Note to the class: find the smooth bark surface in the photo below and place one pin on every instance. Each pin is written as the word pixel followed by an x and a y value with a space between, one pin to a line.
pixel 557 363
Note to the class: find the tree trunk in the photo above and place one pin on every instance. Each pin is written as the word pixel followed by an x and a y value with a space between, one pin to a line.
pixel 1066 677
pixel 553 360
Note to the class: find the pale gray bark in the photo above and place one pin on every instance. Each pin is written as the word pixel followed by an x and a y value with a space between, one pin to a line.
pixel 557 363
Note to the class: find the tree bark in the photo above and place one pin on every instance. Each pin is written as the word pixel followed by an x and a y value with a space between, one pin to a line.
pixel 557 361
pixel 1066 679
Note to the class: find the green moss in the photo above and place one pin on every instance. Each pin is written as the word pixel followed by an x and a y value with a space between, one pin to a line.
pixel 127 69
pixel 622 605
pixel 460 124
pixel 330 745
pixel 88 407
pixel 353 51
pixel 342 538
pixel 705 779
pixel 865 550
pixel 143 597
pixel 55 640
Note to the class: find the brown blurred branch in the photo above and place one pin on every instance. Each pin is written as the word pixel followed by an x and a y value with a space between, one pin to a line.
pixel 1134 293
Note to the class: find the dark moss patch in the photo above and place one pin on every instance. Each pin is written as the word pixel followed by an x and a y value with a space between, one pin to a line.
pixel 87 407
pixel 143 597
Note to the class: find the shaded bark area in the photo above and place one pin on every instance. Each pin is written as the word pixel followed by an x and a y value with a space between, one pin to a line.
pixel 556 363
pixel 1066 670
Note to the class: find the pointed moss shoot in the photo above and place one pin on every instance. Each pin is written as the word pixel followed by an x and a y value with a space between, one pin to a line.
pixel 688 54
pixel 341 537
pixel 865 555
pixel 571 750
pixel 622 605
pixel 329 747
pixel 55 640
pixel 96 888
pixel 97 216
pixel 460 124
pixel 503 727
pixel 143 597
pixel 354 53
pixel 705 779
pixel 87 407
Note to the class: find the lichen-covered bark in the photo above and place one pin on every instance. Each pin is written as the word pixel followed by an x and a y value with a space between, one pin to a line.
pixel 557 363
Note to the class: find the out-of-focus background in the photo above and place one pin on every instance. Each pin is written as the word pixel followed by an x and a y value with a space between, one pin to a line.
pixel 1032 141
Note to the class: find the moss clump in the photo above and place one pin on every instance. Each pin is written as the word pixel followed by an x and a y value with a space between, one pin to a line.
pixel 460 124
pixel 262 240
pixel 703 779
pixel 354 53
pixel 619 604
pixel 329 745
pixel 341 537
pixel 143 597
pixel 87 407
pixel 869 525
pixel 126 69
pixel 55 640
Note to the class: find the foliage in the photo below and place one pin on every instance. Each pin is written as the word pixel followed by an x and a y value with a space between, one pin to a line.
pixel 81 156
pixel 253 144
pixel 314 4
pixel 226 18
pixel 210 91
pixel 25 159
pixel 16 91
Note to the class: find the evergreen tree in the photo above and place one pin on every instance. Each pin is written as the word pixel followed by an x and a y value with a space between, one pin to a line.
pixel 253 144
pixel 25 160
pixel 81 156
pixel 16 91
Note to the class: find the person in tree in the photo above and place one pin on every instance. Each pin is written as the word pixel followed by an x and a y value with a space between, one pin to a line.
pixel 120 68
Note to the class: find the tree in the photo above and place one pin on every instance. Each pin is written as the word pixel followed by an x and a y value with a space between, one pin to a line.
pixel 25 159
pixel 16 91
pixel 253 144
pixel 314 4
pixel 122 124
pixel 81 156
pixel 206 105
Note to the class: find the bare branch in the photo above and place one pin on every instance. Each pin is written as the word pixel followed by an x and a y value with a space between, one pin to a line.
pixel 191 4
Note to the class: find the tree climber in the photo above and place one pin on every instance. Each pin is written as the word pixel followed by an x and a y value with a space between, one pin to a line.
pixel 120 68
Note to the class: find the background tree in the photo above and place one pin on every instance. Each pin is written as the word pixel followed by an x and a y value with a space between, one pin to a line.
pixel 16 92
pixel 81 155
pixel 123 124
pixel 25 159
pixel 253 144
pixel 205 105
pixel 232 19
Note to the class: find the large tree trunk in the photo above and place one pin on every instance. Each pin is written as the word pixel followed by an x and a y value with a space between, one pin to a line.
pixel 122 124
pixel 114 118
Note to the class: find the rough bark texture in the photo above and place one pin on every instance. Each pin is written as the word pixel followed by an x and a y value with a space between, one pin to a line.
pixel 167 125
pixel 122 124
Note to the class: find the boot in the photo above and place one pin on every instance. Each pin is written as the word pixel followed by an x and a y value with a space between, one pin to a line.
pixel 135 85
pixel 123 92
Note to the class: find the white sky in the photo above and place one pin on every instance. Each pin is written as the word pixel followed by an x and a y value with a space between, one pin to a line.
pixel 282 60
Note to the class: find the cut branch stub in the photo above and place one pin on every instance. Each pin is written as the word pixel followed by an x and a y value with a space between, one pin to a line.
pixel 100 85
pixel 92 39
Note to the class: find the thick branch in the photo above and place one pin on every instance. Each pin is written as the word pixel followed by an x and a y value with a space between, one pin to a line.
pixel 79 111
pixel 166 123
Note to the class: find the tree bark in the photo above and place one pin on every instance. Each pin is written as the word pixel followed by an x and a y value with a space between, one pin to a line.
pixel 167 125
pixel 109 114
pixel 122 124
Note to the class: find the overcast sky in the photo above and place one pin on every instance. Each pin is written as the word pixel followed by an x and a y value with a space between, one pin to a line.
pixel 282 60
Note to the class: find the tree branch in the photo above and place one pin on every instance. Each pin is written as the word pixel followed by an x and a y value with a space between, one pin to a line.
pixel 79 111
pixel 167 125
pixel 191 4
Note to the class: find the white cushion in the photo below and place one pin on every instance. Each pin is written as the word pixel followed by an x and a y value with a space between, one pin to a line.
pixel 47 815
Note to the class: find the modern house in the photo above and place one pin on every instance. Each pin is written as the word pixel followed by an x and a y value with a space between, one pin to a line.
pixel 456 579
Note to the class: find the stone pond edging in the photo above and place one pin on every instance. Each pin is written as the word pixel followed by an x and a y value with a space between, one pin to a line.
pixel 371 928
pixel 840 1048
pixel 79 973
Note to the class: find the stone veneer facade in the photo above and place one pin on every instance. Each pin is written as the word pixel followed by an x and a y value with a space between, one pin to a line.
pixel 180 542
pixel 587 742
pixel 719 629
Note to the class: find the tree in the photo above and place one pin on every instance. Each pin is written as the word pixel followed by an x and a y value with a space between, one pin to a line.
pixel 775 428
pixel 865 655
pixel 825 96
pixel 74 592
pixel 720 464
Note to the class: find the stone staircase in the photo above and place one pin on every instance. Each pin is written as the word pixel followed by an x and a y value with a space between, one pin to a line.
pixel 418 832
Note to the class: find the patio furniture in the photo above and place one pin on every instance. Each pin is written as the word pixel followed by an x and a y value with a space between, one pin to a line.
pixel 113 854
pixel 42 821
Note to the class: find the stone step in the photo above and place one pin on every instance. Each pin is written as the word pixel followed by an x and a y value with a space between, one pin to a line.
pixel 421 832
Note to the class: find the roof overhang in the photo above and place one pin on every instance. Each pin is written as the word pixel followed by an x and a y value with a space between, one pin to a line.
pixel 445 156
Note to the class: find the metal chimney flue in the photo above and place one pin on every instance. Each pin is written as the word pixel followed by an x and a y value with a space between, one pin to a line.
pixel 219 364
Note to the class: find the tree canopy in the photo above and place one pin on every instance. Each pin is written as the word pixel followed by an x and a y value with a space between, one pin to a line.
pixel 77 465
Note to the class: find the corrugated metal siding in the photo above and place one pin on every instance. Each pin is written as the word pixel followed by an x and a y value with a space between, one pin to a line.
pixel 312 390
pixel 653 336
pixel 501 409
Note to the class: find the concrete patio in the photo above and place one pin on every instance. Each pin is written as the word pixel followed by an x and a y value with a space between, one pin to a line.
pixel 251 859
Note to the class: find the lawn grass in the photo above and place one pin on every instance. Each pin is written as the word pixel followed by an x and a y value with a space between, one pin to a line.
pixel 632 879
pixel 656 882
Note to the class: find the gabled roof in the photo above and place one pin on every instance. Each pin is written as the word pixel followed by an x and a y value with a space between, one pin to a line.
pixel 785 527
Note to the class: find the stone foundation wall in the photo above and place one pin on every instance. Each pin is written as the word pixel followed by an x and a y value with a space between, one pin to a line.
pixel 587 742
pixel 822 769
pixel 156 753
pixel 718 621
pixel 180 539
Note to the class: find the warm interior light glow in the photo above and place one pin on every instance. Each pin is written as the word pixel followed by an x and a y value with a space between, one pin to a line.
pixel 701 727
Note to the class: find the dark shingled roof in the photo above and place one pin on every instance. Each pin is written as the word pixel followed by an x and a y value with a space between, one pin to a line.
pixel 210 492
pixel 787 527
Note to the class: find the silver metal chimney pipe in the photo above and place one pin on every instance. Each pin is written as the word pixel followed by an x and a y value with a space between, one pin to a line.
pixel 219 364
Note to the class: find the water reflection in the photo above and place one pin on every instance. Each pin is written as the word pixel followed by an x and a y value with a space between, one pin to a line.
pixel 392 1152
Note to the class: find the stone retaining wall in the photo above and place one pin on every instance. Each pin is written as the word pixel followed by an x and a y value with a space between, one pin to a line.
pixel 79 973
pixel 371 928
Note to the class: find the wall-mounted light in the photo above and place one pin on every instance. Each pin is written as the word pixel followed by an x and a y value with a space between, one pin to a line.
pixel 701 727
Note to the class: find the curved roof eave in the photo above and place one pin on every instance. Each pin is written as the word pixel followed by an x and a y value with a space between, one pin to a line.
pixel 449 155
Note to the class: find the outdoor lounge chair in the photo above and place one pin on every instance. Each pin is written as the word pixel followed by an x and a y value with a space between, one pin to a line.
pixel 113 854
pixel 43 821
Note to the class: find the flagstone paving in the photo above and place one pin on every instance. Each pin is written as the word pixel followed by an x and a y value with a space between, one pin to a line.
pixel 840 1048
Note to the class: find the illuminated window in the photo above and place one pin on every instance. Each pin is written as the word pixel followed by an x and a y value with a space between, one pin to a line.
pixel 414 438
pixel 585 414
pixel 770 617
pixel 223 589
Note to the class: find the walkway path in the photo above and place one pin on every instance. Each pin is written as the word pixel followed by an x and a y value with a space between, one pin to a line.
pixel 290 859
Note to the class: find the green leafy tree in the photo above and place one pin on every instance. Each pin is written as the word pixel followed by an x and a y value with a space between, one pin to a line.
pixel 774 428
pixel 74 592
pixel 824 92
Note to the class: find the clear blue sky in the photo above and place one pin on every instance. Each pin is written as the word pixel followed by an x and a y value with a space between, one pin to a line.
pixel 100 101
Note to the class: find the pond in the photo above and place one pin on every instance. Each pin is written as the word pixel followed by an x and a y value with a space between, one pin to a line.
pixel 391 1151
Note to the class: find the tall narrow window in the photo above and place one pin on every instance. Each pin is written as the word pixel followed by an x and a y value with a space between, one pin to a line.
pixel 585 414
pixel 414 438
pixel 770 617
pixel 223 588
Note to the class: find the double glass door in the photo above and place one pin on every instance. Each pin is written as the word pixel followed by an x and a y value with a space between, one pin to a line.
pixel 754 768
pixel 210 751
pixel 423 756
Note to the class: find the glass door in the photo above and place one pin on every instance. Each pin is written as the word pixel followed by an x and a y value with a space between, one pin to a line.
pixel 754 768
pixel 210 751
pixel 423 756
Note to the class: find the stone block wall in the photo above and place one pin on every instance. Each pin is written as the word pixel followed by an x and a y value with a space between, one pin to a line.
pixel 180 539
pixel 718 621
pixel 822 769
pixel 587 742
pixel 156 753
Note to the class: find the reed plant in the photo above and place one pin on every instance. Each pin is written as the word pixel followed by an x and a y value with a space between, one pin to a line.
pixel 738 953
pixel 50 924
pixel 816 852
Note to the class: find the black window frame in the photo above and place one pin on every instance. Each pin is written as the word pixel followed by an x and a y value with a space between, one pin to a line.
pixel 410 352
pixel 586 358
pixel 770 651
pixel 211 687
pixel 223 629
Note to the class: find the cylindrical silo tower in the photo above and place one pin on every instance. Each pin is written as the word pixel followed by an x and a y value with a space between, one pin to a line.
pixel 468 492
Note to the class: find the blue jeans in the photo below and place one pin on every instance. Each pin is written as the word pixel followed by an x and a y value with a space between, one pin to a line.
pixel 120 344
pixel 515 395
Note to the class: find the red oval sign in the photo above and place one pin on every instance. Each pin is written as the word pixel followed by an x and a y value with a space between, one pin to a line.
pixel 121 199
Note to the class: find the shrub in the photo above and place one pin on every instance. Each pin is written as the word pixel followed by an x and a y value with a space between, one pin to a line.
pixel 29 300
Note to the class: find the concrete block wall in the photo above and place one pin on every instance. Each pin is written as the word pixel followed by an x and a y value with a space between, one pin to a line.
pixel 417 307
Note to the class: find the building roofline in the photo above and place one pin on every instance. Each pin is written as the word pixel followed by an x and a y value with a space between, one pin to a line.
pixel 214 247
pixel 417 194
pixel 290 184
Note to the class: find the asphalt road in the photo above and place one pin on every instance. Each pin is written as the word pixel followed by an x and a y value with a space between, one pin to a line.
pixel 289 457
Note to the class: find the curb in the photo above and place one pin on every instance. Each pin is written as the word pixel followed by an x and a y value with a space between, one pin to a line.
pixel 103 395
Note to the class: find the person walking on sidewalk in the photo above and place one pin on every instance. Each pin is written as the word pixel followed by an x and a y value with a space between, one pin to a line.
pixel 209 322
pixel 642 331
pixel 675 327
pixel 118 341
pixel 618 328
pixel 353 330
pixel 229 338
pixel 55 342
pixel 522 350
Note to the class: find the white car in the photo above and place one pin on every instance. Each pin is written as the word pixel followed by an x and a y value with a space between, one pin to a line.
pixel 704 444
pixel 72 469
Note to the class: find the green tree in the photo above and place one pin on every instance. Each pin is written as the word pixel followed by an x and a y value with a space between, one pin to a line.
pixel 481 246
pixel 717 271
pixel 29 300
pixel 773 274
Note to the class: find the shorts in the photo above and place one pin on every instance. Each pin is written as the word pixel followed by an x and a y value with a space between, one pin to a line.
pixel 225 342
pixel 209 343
- - -
Nothing outside the span should appear: transcribe the lines from the one containing "Note to the class: find the building" through the last line of the records.

» Output of the task:
Note to the class: find the building roofline in the photo above and place one pin on every instance. Each pin is written as the word pixel followed by an x and a y value with a space between, one pin to a line.
pixel 214 247
pixel 417 194
pixel 290 184
Note to the class: find the asphalt road in the photo above and place one pin on every instance. Each pin is written as the word pixel followed by an x and a y value with a space between, one pin to a line.
pixel 289 457
Note to the class: find the curb in the photo above and place one pin on every instance. Each pin is written as the word pixel followed by an x and a y value with a space between, one pin to a line.
pixel 103 395
Note to the class: find the person walking on sidewalk in the photo above and place one pin on every instance. Each pin is written as the word pixel followed by an x and a y value with a space between, one pin to a line.
pixel 209 322
pixel 642 331
pixel 675 327
pixel 118 341
pixel 618 328
pixel 353 330
pixel 229 338
pixel 55 342
pixel 522 350
Note to the class: find the white car in the photo above and place one pin on every instance. Each pin is written as the word pixel followed by an x and a y value with a space between, one pin to a line.
pixel 704 444
pixel 72 469
Note to the class: find the green tree in the photo above and place one pin on every instance. Each pin is written as the word pixel followed by an x and a y value with a space between, one pin to a line.
pixel 481 246
pixel 717 271
pixel 29 300
pixel 773 274
Note to the class: find the shorts in the photo above and place one pin on every instance. Each pin is written as the word pixel followed by an x and a y value with a space between, one pin to a line.
pixel 225 342
pixel 209 343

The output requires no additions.